● PROBLEM DESCRIPTION
Each line below with the string "sconce" should be copied.

● RAW DATA
------------
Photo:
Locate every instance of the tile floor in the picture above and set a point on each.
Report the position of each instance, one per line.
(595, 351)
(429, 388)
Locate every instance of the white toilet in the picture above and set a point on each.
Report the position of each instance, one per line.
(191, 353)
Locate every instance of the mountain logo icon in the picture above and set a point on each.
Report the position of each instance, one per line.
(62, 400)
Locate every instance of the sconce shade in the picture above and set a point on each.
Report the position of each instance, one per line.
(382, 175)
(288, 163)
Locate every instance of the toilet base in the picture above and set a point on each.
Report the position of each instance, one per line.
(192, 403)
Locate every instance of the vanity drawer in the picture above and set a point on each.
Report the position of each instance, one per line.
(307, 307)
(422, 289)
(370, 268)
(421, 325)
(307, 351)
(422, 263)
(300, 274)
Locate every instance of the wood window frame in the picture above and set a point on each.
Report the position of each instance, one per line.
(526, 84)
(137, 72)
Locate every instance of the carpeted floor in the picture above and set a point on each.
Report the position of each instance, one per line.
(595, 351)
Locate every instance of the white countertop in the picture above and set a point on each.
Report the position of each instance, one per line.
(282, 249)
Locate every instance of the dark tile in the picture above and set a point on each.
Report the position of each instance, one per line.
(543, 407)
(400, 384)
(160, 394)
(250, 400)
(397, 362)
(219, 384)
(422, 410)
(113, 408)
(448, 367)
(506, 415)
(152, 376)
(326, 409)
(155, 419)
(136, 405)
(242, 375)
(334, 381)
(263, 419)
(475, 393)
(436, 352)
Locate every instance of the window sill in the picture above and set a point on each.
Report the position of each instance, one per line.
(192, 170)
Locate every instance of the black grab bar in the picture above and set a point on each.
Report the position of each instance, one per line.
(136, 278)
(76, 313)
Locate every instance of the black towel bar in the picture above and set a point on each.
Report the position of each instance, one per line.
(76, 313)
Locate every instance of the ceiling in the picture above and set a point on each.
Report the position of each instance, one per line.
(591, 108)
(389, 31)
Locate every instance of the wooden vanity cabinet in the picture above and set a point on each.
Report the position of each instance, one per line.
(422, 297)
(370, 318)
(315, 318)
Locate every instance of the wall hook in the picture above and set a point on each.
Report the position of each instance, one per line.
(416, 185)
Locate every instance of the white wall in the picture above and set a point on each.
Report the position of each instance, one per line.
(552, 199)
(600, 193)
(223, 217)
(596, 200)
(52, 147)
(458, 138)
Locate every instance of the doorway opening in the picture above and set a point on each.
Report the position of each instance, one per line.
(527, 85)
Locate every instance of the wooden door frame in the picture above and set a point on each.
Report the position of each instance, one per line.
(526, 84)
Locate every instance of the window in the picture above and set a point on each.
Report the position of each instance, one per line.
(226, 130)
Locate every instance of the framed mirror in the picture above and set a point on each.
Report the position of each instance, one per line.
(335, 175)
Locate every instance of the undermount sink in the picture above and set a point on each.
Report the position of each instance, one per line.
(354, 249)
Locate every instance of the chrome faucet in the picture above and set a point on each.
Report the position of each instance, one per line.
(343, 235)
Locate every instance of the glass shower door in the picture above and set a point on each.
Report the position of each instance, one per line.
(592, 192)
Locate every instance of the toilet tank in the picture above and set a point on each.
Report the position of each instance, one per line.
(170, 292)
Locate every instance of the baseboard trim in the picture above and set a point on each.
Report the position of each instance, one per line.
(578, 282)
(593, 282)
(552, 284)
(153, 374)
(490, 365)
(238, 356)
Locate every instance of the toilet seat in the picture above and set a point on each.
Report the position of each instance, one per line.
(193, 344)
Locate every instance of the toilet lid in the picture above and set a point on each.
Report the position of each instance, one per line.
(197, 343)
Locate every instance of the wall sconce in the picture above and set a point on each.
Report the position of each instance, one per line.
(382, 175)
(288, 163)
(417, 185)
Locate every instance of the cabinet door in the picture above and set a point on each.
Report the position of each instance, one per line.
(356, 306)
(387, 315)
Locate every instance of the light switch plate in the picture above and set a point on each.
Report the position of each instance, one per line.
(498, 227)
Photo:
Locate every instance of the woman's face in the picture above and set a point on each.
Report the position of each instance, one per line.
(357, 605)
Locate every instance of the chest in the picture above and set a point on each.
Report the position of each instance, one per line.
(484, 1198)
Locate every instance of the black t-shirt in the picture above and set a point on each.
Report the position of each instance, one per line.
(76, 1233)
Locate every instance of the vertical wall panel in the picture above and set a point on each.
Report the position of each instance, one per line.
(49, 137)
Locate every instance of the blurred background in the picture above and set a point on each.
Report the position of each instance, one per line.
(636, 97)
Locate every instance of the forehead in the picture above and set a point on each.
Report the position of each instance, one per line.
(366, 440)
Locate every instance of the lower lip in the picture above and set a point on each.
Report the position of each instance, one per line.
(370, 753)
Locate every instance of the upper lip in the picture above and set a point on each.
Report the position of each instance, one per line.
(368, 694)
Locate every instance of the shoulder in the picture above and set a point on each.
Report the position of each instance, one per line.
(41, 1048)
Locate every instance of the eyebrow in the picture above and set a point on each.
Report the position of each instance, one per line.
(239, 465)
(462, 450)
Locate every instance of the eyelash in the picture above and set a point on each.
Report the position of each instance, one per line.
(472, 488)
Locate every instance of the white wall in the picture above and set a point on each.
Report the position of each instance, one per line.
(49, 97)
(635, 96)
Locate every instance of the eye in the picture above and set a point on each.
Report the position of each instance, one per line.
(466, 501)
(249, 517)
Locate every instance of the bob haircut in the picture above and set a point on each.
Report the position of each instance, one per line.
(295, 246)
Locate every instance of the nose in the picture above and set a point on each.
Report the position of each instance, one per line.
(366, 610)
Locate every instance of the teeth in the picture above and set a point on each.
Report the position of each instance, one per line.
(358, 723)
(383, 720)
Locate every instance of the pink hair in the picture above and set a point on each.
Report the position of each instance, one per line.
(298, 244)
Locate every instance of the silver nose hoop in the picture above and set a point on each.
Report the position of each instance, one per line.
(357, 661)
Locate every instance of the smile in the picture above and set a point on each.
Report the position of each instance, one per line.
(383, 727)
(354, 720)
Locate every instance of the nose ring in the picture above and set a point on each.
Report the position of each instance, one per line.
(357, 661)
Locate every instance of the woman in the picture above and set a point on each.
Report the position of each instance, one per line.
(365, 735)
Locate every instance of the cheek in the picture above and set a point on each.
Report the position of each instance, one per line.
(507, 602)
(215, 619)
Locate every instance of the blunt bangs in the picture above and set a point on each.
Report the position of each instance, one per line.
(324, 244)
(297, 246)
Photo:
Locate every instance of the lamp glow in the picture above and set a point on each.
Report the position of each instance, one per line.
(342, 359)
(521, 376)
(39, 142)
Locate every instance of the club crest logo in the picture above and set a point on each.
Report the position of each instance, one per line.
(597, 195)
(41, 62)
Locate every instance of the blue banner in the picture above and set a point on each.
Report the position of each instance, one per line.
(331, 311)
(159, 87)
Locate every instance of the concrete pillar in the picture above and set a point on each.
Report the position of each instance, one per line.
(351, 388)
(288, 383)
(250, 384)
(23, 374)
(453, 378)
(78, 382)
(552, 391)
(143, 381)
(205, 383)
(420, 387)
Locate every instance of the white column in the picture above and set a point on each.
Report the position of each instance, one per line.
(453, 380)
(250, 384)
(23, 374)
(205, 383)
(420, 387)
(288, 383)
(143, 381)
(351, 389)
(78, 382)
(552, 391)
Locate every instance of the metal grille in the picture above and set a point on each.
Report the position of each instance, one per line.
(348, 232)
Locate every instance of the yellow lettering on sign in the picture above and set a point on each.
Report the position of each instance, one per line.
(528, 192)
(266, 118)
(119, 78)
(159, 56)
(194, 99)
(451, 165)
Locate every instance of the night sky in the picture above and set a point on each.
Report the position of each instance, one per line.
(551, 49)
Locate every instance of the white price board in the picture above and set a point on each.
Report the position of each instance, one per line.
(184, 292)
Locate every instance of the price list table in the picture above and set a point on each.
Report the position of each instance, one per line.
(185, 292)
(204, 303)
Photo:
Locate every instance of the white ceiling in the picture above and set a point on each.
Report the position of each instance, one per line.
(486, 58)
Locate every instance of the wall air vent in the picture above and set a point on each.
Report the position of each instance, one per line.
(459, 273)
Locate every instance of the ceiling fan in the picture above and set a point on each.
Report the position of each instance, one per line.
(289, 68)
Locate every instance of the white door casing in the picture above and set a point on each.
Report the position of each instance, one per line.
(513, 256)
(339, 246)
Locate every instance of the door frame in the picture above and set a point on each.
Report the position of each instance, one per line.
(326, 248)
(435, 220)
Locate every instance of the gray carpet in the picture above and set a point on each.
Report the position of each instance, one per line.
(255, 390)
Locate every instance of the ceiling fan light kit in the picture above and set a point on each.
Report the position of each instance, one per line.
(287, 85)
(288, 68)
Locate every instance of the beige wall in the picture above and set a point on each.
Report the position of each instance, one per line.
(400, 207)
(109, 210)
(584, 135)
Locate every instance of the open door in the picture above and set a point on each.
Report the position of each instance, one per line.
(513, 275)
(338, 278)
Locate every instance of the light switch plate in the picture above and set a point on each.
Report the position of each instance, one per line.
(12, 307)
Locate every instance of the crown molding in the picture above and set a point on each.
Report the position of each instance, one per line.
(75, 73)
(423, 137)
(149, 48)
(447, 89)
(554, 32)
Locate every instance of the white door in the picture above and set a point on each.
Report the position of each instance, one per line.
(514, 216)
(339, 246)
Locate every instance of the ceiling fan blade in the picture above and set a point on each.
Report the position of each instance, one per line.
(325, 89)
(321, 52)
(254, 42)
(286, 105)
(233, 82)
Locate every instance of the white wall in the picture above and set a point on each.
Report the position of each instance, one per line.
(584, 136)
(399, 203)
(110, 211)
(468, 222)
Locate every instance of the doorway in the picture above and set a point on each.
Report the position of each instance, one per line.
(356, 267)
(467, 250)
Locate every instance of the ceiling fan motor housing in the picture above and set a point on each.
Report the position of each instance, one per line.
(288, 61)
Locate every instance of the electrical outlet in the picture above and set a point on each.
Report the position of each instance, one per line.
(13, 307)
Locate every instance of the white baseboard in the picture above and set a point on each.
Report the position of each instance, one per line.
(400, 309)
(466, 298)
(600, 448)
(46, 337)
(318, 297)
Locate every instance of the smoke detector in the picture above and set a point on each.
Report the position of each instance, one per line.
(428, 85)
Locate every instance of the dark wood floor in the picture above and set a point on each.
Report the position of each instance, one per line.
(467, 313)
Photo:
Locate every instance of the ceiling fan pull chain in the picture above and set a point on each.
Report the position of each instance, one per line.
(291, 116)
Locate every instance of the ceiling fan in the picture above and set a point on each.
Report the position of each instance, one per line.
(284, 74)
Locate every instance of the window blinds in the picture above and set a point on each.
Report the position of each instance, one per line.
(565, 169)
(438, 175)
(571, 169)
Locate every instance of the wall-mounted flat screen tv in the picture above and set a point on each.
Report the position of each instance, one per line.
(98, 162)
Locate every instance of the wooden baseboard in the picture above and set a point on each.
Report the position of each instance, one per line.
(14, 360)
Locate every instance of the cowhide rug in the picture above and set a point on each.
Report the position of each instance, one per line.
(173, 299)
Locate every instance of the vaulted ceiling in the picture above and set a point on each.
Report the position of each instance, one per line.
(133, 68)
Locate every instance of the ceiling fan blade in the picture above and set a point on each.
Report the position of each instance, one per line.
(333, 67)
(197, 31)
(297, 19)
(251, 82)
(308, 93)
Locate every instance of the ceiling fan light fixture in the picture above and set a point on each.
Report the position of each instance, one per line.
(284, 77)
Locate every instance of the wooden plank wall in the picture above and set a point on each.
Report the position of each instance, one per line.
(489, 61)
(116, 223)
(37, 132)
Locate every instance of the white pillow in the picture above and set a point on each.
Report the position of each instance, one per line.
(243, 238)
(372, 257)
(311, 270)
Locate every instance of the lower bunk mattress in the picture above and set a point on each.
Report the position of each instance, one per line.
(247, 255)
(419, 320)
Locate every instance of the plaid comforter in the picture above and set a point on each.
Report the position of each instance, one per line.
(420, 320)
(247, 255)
------------
● TASK ANSWER
Locate every instance of the sconce shade in the picture above and set a point on each.
Locate every instance of the wall sconce in the picture above and set a point on each.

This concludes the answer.